-- Requirement --
Copy the part of the essay on weight loss and Ecclesiastes that opens with the words "So, I’ve gained" and closes with "our eating difficult.", switching "food industry" to "diet industry".

So, I’ve gained weight and I want to lose it. I want to be healthier and slimmer, but most importantly I want a healthier relationship with food. This is difficult and not just because of my own inability to cope with my life. The food industry has conspired against me and the rest of us, to make managing our eating difficult.
Here’s the insight that I’m hoping will help me to do this – that life is full of pain and I just need to get over myself and face it, head on. I’ve been hearing this message from multiple sources. Adam Miller in the introduction to his paraphrase of Ecclesiastes says it this way:
In Ecclesiastes, this hopelessness takes a number of forms. Satisfaction, for one, is hopeless. Satiety is a mirage. The world is inadequate to our immoderate desires. The book’s narrator has, he insists, tried everything. Solomonic, he has reigned as a king, accumulated all wisdom, achieved all forms of worldly success, and exhausted every form of pleasure. Wealth, sex, drugs, beauty, skill, power, knowledge – he has drained all these cups to the dregs. And what did he find? He found nothing that endures, nothing that is substantial, nothing that could satisfy. At the bottom of every cup he found the same thing: life insatiable and time inexorable. Hunger is eternal. This truth is hard to concede but, having seen it, he wants to show it. Satisfaction is a lure and any life caught on this hopeful hook will be filled with frustration and disappointment. Lives lived in hope of satisfaction inevitably unfold as a kind of death, as a kind of half-life in which people never quite start living – always waiting, always hoping, forever suspended between what they want and what they don’t have. This is spiritual death.

-- Dataset extract --
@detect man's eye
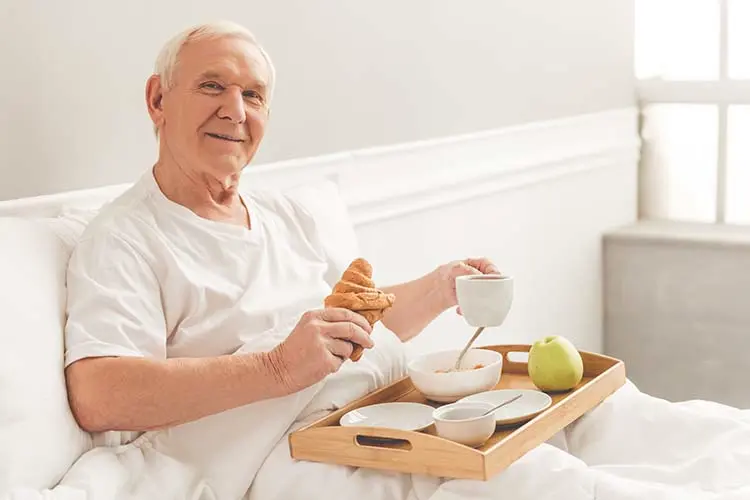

-- Full answer --
So, I’ve gained weight and I want to lose it. I want to be healthier and slimmer, but most importantly I want a healthier relationship with food. This is difficult and not just because of my own inability to cope with my life. The diet industry has conspired against me and the rest of us, to make managing our eating difficult.